◆ Passage provided:
[Start]

[llvm] r287021 - AMDGPU: Enable store clustering
Matt Arsenault via llvm-commits
llvm-commits at lists.llvm.org
Tue Nov 15 12:22:55 PST 2016
Author: arsenm
Date: Tue Nov 15 14:22:55 2016
New Revision: 287021
URL: http://llvm.org/viewvc/llvm-project?rev=287021&view=rev
Log:
AMDGPU: Enable store clustering
Also respect the TII hook for these like the generic code does
in case we want a flag later to disable this.

[End]

◆ Information shown:
[Start]

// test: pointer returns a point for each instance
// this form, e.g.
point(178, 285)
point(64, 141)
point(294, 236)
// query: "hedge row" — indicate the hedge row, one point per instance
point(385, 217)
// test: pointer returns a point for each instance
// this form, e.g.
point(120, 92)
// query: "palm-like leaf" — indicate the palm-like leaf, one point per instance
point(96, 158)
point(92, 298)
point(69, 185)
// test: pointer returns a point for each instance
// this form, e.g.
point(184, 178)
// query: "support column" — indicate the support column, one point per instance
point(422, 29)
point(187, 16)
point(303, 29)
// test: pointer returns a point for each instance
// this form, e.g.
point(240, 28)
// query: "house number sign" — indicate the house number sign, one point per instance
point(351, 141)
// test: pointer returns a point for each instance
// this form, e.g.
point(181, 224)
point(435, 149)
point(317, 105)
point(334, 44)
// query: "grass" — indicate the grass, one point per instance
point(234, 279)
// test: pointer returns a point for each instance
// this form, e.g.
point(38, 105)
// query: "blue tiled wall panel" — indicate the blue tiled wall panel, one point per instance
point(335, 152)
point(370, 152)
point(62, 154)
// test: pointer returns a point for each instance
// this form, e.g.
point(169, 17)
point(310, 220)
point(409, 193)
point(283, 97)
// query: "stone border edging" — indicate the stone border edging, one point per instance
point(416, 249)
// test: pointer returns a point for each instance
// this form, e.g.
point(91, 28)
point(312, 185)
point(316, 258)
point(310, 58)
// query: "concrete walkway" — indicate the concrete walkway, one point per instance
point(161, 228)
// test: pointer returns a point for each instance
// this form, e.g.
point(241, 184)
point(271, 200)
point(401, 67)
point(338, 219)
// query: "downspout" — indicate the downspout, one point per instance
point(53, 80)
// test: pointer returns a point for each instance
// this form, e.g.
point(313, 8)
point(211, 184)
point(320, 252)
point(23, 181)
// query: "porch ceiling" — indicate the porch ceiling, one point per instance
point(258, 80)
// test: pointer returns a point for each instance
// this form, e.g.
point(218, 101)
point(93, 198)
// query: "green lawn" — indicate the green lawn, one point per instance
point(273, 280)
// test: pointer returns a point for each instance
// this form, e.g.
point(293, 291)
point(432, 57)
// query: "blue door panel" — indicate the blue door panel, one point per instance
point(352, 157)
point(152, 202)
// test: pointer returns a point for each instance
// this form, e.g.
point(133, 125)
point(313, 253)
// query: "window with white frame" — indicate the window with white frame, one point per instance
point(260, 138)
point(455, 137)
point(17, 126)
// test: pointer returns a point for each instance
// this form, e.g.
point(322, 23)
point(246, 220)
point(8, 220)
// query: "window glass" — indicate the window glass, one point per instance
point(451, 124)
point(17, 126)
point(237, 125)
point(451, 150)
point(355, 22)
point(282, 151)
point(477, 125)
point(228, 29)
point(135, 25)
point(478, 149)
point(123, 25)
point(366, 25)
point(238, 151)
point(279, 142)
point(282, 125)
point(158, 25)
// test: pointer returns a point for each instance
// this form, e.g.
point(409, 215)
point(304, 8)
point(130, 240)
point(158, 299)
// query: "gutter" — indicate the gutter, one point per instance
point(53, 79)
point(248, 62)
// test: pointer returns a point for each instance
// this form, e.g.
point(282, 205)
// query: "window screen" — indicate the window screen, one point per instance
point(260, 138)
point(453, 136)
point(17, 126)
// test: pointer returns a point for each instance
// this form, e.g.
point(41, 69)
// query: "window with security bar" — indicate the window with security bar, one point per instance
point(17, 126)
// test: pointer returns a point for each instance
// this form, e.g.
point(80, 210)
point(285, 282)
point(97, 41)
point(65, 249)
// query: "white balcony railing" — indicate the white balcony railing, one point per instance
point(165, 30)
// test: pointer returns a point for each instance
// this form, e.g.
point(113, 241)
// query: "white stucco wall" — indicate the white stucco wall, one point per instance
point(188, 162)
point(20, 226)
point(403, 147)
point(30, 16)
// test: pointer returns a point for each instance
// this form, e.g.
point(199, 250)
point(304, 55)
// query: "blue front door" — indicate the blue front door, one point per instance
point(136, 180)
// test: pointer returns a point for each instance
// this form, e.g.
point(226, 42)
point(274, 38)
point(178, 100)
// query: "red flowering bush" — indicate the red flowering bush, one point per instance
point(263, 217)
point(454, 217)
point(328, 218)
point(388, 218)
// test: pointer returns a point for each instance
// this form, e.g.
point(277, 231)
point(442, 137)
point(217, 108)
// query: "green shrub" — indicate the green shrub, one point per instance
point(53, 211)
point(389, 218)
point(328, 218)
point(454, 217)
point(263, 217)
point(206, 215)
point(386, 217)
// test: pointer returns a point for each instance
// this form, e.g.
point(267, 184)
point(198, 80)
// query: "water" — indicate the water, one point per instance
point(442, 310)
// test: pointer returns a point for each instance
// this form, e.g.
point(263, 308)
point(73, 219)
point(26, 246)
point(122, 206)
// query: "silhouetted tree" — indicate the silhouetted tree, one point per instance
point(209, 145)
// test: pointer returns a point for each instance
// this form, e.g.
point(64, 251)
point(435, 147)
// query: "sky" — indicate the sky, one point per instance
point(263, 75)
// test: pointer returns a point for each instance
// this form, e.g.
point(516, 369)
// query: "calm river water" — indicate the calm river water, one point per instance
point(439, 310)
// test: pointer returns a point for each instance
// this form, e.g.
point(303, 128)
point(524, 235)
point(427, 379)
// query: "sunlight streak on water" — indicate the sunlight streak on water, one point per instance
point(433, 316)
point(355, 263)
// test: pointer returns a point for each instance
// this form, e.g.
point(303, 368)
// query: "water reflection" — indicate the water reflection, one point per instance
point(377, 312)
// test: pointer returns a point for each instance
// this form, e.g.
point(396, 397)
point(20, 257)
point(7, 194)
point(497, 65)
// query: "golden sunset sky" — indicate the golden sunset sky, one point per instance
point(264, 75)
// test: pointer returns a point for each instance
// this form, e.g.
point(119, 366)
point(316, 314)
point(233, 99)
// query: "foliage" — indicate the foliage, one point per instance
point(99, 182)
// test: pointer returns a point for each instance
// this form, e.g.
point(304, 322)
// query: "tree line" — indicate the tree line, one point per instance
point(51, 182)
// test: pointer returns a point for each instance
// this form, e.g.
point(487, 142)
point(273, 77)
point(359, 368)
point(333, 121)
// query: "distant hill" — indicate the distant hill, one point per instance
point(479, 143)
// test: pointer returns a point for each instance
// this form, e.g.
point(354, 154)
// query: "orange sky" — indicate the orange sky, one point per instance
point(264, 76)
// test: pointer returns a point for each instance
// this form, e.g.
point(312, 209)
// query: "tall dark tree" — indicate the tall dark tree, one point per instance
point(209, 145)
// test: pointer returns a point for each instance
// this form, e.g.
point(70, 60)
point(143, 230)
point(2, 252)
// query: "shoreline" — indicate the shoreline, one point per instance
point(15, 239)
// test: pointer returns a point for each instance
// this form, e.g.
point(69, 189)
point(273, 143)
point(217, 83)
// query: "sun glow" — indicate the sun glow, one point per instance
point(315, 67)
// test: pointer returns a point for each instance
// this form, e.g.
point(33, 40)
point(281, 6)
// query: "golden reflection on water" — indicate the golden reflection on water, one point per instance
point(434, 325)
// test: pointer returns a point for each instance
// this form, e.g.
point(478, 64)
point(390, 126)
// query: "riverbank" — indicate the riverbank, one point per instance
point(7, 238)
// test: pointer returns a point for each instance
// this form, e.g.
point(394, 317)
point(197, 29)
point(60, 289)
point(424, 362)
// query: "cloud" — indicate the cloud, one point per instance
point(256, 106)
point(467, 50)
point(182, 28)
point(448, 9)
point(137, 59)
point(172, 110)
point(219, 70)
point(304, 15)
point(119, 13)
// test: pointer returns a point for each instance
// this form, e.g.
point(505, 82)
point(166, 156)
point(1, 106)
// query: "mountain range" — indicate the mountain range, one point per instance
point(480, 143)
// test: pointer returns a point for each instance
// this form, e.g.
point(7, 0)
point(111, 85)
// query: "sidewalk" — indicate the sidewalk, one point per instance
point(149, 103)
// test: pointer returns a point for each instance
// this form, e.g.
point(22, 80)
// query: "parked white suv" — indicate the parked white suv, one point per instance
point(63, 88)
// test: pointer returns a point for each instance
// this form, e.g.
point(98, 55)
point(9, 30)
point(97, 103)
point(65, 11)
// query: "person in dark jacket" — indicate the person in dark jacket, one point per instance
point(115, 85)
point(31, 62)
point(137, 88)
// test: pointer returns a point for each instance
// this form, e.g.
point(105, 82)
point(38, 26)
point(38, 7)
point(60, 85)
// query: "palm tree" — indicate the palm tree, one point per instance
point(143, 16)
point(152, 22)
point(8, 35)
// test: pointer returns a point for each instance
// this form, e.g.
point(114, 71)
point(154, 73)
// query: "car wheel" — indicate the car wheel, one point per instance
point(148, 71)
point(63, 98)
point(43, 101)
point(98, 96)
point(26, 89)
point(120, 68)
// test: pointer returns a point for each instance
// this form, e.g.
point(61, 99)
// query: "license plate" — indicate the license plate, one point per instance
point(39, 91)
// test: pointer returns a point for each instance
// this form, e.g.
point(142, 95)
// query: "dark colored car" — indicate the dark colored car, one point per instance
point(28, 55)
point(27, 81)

[End]

◆ Exercise requirements:
Write the next part of the commit message about enabling AMDGPU store clustering, picking up after its final sentence. The lines above are separate material, unrelated to the commit message.

◆ The reply:
Modified:
llvm/trunk/lib/Target/AMDGPU/AMDGPUInstrInfo.cpp
llvm/trunk/lib/Target/AMDGPU/AMDGPUInstrInfo.h
llvm/trunk/lib/Target/AMDGPU/AMDGPUTargetMachine.cpp
llvm/trunk/test/CodeGen/AMDGPU/si-triv-disjoint-mem-access.ll
Modified: llvm/trunk/lib/Target/AMDGPU/AMDGPUInstrInfo.cpp
URL: http://llvm.org/viewvc/llvm-project/llvm/trunk/lib/Target/AMDGPU/AMDGPUInstrInfo.cpp?rev=287021&r1=287020&r2=287021&view=diff
==============================================================================
--- llvm/trunk/lib/Target/AMDGPU/AMDGPUInstrInfo.cpp (original)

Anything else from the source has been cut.